| Exercise 1 |
Locate every line in the records that contains the word "dark" and copy each one in full.

[START OF Text extract]

During its review of this information, the Board focused on and analyzed the factors that it deemed relevant, including: the nature, extent and quality of the services to be provided to the New Fund by the Adviser; the Adviser’s personnel and operations; the New Fund’s proposed expense level; the anticipated profitability to the Adviser under the Investment Management Agreement at certain asset levels; “fall-out” benefits to the Adviser and its affiliates (i.e., the ancillary benefits realized by the Adviser and its affiliates from the Adviser’s relationship with the Trust); the effect of asset growth on the New Fund’s expenses; and potential conflicts of interest.
The Trustees also considered benefits that accrue to the Adviser and its affiliates from their relationships with the New Fund. The Trustees also concluded that, other than the services provided by the Adviser and its affiliates pursuant to agreements with the New Fund and the fees to be paid by the New Fund therefor, the New Fund and the Adviser may potentially benefit from their relationship with each other in other ways. The Trustees concluded that the success of the New Fund could attract other business to the Adviser or other Janus Henderson funds, and that the success of the Adviser could enhance the Adviser’s ability to serve the New Fund.
The Board, including the Independent Trustees, considered the following in respect of the New Fund:
(a) The nature, extent and quality of services to be provided by the Adviser; personnel and operations of the Adviser.
The Board reviewed the services that the Adviser would provide to the New Fund. In connection with the investment advisory services to be provided by the Adviser, the Board noted the responsibilities that the Adviser would have as the New Fund’s investment adviser, including: the overall supervisory responsibility for the general management and investment of the New Fund’s securities portfolio; providing oversight of the investment performance and processes and compliance with the New Fund’s investment objectives, policies and limitations; the implementation of the investment management program of the New Fund; the management of the day-to-day investment and reinvestment of the assets of the New Fund; determining daily baskets of securities and cash components, and negotiating custom baskets in connection with creation and redemption transactions in the New Fund’s shares; executing portfolio security trades for purchases and redemptions of New Fund shares conducted on a cash basis; the review of brokerage matters; the oversight of general portfolio compliance with relevant law; and the implementation of Board directives as they relate to the New Fund.
The Board reviewed the Adviser’s experience, resources and strengths in managing other pooled investment vehicles, such as the other funds in the Trust, including the Adviser’s personnel. Based on its consideration and review of the foregoing information, the Board determined that the New Fund was likely to benefit from the nature, quality and extent of these services, as well as the Adviser’s ability to render such services based on the Adviser’s experience, personnel, operations and resources.

[END OF Text extract]

| Exercise 2 |
Answer these questions from the text on the Board's review of the New Fund's advisory agreement:
(a) According to the Trustees, the success of the New Fund could attract other business to the Adviser or to what?
(b) How does the text define "fall-out" benefits?
(c) Portfolio security trades for purchases and redemptions of New Fund shares are conducted on what basis?

[START OF Records to use]

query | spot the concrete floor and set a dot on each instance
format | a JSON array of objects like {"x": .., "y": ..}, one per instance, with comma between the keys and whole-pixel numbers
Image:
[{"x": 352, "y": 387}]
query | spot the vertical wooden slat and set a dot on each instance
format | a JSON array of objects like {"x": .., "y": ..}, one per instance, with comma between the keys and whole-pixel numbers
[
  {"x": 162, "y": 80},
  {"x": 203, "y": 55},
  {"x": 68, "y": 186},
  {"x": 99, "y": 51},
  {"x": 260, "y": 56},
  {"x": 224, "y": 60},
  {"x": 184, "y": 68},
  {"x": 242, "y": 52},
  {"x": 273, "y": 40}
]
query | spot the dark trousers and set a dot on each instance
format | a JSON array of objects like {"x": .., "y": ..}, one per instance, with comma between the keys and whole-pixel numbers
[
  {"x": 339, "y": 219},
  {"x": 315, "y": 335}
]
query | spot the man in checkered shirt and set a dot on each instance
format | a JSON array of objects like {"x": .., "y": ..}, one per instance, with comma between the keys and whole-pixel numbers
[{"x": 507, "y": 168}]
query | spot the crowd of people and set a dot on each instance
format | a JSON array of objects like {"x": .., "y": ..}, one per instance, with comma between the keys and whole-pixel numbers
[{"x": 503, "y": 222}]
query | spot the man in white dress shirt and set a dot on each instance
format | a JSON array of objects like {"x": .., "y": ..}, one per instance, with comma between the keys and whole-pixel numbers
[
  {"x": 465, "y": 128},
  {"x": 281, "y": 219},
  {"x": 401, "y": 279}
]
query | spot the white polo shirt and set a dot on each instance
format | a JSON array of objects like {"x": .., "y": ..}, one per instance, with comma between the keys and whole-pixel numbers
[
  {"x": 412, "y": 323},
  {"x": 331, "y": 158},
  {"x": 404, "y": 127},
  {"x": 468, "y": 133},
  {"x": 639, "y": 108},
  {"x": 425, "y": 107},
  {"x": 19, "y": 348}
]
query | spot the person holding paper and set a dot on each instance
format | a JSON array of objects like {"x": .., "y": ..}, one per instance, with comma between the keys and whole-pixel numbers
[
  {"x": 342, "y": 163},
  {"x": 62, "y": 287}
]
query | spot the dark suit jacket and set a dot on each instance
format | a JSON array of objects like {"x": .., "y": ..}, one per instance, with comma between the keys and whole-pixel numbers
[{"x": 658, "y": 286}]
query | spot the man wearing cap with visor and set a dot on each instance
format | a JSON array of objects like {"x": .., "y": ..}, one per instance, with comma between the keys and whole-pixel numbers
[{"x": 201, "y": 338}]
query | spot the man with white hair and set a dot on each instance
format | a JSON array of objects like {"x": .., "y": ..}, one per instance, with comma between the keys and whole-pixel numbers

[END OF Records to use]

| Task answer 1 |
query | spot the dark trousers and set a dot on each instance
query | spot the dark suit jacket and set a dot on each instance

| Task answer 2 |
(a) Other Janus Henderson funds.
(b) The ancillary benefits realized by the Adviser and its affiliates from the Adviser's relationship with the Trust.
(c) A cash basis.